Exercise brief:
Gather each line of the data below that contains the string "gull", copying every such line in full.

Supplied data:
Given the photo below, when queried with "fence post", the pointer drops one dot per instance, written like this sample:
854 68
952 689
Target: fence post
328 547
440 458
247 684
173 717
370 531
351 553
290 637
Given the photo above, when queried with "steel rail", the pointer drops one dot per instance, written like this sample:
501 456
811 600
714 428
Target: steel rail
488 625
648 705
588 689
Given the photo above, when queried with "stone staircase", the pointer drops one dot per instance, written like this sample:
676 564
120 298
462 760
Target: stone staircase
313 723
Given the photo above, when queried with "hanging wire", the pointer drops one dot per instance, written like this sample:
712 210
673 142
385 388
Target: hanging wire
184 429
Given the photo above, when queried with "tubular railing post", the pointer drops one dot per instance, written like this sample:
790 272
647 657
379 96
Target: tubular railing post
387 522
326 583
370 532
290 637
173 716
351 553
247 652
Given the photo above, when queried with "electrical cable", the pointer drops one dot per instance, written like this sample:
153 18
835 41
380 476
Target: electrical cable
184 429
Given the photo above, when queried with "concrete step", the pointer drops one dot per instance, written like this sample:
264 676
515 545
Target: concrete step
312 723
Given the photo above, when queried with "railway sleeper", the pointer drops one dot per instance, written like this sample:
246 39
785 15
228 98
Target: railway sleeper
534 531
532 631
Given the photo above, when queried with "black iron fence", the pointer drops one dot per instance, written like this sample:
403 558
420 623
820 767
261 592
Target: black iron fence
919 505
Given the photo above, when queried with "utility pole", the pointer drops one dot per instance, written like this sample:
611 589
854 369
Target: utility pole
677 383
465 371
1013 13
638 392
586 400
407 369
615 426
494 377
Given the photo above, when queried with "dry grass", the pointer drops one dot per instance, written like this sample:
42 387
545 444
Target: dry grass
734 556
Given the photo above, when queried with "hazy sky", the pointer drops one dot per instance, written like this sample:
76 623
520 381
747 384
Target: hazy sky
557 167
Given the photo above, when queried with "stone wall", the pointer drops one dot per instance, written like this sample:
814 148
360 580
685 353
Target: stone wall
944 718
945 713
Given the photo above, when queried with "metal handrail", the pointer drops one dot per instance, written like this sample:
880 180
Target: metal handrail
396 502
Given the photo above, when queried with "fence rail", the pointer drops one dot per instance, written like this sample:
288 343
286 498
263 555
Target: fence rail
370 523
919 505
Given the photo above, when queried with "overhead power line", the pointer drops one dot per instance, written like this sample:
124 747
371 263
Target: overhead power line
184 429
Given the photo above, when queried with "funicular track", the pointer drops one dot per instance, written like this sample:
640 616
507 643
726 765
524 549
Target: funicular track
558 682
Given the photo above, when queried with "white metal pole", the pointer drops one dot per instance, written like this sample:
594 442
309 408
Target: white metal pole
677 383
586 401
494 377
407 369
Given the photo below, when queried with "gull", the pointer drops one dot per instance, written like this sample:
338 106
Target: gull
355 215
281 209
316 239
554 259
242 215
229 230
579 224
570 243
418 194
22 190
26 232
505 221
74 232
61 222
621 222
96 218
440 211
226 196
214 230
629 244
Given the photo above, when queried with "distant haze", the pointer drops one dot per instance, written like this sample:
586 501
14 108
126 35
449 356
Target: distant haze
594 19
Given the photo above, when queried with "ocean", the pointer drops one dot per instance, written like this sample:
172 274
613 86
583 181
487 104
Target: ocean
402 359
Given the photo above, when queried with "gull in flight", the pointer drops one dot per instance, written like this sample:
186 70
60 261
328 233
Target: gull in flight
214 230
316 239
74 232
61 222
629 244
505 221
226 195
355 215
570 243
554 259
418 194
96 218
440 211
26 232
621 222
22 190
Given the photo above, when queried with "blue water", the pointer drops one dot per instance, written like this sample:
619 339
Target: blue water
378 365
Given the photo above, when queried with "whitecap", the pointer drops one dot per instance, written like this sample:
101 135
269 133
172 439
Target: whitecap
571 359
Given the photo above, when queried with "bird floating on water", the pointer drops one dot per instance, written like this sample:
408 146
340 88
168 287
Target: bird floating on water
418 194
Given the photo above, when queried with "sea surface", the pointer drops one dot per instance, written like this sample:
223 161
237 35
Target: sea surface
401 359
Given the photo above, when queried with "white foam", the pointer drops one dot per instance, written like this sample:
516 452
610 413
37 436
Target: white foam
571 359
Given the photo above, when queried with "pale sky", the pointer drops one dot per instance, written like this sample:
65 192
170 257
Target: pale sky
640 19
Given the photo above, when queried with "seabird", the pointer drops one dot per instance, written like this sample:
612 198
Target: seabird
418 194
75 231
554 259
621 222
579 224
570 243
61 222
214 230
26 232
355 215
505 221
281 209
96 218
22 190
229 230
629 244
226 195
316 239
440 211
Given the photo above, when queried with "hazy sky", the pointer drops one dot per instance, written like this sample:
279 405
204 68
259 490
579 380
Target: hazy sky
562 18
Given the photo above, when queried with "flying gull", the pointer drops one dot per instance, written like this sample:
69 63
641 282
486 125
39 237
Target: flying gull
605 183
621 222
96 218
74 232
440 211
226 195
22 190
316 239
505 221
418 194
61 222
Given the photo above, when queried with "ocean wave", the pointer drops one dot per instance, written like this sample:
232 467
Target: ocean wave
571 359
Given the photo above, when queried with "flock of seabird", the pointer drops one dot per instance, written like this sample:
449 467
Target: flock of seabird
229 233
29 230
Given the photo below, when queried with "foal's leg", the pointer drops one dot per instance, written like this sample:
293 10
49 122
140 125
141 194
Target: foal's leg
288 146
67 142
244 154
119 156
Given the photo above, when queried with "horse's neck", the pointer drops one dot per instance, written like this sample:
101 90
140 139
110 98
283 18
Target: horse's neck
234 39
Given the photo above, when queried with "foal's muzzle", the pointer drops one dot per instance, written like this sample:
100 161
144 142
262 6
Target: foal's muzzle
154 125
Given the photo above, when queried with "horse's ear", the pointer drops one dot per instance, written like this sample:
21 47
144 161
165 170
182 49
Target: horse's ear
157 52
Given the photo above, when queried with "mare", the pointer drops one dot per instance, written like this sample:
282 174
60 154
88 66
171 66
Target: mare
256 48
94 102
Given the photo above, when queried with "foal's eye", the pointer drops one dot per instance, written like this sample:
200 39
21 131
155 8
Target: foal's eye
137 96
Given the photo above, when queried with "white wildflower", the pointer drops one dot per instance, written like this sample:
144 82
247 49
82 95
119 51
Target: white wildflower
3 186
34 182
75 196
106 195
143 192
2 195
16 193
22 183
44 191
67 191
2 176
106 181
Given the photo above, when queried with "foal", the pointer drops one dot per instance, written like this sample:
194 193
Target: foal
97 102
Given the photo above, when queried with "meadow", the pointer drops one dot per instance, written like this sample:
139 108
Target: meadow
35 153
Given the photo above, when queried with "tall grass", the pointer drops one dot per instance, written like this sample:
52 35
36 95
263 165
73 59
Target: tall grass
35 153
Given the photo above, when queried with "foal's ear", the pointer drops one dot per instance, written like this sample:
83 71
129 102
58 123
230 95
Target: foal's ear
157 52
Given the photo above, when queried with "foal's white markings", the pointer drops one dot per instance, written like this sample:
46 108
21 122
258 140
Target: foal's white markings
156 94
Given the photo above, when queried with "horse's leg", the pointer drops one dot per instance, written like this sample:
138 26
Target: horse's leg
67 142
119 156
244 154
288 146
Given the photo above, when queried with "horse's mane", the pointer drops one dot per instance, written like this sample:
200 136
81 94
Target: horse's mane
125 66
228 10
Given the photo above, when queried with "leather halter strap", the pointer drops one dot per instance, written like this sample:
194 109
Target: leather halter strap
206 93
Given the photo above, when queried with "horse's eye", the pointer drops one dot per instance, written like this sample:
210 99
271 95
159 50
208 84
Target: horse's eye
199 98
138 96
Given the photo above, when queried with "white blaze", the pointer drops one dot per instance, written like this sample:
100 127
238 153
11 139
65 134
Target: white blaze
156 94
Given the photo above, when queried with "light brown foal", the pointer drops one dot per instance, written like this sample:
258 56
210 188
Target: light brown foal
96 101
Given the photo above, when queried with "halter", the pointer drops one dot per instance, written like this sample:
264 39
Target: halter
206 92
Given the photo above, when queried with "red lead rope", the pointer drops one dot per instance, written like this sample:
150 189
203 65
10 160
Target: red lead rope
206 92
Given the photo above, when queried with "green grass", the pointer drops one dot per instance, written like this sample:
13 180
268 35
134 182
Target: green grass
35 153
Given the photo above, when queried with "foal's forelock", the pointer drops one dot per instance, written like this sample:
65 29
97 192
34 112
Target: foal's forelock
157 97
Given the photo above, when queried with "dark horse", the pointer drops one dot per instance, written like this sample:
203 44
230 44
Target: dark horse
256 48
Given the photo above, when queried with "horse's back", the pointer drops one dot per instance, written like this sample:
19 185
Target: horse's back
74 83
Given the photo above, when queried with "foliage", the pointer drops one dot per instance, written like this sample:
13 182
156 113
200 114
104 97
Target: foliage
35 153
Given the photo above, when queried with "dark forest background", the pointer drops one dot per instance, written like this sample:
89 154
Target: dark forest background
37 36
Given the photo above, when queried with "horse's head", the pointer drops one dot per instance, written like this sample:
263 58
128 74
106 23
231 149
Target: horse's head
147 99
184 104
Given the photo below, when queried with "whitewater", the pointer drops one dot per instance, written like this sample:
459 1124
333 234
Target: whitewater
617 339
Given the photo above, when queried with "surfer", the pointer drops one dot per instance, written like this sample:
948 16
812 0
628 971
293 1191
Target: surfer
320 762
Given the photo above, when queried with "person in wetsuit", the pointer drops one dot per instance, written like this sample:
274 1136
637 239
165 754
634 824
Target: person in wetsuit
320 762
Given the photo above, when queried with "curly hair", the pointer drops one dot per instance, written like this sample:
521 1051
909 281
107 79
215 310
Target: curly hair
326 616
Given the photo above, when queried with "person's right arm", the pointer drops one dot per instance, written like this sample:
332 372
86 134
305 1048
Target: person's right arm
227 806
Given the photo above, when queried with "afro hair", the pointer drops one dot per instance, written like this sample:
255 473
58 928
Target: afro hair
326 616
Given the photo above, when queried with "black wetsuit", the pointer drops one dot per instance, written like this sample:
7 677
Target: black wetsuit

Result of the task:
Given the photo below, when queried with "gull", the pointer drops one dot per instance, written like this sample:
Target: gull
Given the photo above, when queried with "gull in flight", the pointer drops one dot per instance, written like this sample:
Target: gull in flight
Given the photo above, when queried with "flying gull", the pointer drops one dot per instance, written like this sample:
Target: flying gull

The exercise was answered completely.